DATASET CONTENT:
※ ※ ※

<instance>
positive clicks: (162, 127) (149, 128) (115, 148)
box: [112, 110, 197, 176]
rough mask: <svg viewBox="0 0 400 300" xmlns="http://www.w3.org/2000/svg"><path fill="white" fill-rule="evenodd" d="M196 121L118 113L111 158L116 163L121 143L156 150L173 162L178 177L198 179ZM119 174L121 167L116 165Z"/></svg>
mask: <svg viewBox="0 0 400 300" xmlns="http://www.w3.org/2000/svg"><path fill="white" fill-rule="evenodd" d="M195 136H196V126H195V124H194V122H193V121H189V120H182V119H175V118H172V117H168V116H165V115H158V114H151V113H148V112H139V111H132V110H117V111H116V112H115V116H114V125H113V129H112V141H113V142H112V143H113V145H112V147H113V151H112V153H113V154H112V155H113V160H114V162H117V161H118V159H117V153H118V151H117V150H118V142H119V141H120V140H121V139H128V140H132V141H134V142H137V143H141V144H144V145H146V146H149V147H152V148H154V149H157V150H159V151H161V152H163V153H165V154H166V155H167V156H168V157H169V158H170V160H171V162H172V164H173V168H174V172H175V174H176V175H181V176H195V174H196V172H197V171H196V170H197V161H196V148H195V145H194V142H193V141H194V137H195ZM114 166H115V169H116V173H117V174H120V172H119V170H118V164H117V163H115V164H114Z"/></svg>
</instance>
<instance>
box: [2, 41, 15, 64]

※ ※ ※

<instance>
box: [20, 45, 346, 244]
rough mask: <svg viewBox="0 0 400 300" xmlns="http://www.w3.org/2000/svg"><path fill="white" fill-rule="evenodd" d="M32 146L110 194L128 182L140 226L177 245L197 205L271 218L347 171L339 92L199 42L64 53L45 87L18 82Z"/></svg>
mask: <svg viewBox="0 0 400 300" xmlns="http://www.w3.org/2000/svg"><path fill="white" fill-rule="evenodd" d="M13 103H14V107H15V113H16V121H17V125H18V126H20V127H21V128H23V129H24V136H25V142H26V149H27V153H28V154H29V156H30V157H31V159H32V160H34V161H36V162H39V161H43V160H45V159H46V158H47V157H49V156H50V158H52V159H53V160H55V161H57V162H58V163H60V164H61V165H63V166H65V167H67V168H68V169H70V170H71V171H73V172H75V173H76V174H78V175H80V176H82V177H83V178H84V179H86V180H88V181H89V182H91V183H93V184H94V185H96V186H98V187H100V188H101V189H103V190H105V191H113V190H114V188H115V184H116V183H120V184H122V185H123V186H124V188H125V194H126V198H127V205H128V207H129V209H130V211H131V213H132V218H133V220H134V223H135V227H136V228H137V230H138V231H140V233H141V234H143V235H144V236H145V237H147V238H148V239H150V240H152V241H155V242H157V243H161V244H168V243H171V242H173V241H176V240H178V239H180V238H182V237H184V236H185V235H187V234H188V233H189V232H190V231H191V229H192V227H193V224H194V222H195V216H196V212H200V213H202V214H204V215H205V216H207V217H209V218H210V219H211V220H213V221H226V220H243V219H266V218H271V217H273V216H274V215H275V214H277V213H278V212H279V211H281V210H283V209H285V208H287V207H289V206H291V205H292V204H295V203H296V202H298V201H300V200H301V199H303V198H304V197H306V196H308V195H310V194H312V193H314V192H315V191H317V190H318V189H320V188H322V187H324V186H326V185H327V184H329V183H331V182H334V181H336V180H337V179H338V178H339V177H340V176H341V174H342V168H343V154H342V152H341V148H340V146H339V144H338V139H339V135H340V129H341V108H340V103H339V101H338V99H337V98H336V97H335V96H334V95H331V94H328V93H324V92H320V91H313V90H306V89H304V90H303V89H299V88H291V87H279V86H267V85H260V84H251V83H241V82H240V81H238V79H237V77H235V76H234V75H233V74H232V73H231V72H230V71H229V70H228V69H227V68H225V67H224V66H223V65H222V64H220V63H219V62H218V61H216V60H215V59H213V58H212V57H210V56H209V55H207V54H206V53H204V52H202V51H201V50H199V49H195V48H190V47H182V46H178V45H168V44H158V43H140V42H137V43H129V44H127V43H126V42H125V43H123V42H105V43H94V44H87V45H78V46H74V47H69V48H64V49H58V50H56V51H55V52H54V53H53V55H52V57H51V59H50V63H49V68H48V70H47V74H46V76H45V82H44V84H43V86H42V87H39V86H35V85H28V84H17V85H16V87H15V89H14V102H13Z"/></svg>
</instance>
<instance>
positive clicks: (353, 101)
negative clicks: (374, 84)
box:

※ ※ ※

PROBLEM: Check each line of the listing above for the string "clicks", then report only how many lines have it.

REPLY: 3